Problem to work on → Count the lines in the listing below that contain the string "metal", matching case exactly, and give only the number.

Rows from a pointing dataset:
------------------------------------------------------------------------

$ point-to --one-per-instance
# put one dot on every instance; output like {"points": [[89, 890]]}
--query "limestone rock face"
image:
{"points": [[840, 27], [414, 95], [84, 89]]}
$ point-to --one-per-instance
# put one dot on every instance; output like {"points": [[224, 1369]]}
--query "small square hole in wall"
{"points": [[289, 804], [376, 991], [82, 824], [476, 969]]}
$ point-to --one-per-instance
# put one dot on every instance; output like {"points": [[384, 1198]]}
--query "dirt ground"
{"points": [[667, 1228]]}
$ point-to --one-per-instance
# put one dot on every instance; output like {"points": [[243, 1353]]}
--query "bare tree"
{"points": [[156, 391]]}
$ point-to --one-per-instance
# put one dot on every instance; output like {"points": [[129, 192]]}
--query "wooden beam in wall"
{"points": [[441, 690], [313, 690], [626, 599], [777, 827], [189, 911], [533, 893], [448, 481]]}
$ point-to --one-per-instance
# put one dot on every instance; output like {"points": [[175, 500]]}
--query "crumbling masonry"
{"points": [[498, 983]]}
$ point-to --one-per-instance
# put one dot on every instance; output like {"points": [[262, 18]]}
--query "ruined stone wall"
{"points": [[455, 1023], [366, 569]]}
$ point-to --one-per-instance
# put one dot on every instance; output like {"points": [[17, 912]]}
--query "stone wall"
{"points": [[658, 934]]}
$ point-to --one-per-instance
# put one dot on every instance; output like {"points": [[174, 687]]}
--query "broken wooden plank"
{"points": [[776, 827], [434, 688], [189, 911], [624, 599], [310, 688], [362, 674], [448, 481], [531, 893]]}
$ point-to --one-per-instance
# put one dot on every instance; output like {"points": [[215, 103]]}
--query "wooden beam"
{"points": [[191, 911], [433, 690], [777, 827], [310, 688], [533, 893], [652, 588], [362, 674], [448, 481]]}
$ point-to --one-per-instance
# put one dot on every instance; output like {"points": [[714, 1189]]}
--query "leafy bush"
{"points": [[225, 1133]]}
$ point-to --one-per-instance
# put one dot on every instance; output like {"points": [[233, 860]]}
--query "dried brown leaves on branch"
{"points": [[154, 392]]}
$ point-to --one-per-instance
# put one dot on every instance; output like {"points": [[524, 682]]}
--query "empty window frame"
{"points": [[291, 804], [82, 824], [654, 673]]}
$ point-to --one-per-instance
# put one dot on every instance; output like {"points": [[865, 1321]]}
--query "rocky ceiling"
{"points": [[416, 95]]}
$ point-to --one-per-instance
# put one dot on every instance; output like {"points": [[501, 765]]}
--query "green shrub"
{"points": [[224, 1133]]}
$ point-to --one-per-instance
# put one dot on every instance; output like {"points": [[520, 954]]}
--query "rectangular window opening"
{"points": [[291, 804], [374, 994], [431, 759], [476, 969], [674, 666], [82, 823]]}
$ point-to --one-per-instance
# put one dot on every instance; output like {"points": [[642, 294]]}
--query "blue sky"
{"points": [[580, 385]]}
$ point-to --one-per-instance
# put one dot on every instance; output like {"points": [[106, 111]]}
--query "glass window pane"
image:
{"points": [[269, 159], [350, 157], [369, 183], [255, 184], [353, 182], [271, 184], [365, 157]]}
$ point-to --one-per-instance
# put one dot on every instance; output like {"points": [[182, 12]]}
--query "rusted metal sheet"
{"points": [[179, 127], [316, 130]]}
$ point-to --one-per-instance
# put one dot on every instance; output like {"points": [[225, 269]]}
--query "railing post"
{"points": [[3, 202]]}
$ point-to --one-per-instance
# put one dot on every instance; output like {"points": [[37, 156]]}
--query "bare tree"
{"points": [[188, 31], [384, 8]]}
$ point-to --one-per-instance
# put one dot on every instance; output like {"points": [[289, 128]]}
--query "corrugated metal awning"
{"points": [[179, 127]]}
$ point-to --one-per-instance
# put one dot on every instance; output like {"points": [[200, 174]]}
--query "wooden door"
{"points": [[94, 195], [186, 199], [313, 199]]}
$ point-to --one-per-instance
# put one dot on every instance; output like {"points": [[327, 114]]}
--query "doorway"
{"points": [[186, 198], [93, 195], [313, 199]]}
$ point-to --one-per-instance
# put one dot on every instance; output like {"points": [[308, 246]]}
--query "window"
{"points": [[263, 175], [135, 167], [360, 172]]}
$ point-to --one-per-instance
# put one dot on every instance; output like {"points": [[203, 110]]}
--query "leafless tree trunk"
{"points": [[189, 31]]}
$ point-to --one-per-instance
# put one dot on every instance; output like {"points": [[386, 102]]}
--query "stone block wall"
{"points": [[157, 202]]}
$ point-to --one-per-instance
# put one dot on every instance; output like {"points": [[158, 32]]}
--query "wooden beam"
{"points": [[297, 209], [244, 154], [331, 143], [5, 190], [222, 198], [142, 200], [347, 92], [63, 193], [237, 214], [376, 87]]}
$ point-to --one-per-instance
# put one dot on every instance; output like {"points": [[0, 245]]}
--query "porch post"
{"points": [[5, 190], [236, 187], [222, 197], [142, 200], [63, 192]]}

------------------------------------------------------------------------

Answer in full → 2